## Recorded information
○ ○ ○ ○ ○
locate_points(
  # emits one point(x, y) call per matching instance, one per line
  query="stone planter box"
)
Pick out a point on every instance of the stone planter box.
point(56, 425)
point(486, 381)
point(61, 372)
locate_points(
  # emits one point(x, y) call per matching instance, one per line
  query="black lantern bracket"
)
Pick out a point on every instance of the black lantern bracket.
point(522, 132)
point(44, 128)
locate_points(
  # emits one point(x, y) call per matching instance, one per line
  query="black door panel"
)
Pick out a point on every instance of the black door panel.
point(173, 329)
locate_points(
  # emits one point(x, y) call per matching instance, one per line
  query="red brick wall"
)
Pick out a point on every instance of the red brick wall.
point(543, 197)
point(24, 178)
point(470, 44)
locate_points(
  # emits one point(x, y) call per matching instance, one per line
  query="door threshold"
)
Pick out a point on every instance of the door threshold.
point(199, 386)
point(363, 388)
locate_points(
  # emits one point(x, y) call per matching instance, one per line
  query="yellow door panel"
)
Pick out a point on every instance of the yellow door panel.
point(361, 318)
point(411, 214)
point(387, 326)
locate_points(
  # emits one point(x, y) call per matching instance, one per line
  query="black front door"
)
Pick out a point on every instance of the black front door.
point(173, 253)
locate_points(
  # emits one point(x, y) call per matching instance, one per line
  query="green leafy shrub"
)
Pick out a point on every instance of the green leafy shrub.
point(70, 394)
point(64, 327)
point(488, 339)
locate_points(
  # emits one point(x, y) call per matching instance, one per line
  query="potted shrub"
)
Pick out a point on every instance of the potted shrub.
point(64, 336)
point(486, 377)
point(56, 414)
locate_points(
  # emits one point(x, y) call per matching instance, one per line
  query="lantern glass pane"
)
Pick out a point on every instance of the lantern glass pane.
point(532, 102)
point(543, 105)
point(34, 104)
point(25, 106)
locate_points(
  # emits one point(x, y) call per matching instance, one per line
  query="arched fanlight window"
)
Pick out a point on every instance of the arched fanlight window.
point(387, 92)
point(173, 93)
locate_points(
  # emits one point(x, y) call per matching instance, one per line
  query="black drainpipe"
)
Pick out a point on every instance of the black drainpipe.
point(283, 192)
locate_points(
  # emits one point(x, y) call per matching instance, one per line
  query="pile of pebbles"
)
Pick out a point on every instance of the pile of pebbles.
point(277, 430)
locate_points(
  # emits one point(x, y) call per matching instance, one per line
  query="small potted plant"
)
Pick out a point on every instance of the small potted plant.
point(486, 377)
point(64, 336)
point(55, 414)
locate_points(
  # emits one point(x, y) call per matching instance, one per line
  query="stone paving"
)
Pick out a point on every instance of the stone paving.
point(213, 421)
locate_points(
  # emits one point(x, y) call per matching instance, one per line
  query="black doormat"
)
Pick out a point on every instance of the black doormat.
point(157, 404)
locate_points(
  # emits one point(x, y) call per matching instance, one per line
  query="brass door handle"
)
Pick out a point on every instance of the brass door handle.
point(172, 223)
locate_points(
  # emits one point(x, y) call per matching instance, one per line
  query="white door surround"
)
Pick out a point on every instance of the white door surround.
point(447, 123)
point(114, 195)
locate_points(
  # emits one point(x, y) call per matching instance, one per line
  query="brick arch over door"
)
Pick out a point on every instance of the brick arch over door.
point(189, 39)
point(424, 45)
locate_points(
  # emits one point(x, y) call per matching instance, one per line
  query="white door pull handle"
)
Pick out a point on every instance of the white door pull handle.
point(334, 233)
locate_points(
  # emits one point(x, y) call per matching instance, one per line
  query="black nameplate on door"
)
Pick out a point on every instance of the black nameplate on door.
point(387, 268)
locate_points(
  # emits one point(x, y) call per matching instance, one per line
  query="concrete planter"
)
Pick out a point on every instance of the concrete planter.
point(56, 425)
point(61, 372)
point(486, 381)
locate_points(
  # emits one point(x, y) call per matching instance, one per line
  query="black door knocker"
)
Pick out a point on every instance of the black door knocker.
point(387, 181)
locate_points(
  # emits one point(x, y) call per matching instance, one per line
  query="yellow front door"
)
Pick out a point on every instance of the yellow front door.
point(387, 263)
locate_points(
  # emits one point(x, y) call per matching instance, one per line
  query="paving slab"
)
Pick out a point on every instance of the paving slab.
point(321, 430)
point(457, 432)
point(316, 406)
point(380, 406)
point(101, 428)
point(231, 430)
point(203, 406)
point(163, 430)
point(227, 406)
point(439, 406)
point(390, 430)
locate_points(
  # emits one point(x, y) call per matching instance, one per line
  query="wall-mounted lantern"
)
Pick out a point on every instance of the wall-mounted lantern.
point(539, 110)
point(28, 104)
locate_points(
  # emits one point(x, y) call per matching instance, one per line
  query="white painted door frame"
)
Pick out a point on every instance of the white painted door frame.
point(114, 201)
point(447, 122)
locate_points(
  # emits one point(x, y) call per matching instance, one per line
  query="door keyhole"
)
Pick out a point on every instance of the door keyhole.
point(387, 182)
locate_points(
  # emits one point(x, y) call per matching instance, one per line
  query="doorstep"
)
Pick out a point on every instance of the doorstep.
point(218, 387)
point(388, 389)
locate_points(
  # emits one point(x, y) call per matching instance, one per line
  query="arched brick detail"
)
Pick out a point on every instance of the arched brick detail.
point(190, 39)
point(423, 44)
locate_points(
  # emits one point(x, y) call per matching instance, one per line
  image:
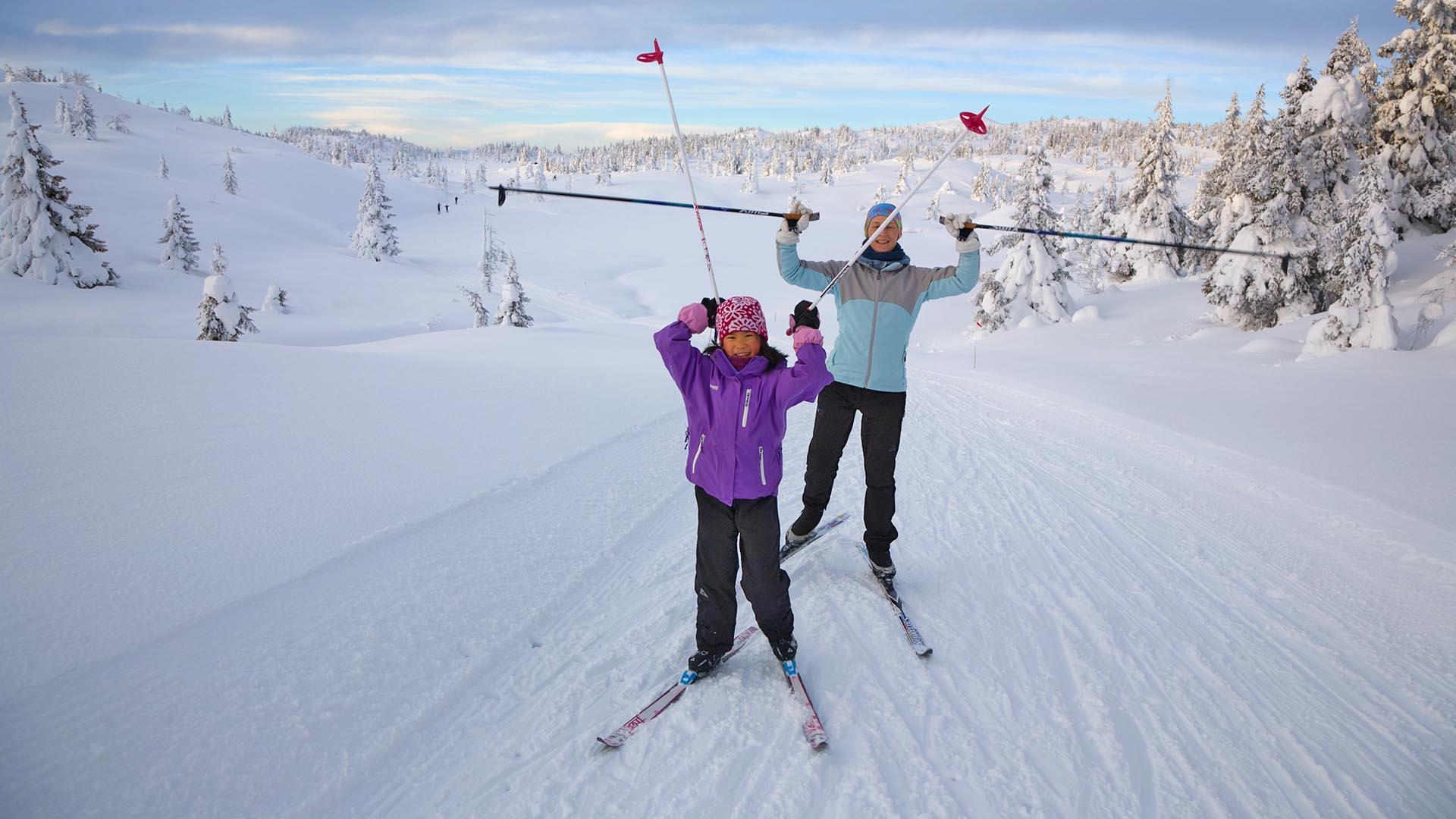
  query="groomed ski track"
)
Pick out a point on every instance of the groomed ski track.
○ ○ ○ ○ ○
## Exercise instructions
List all lines above in which the string "track" appears.

## Result
  query="groomed ski track"
Pick out a point on every instance of the groomed ski track.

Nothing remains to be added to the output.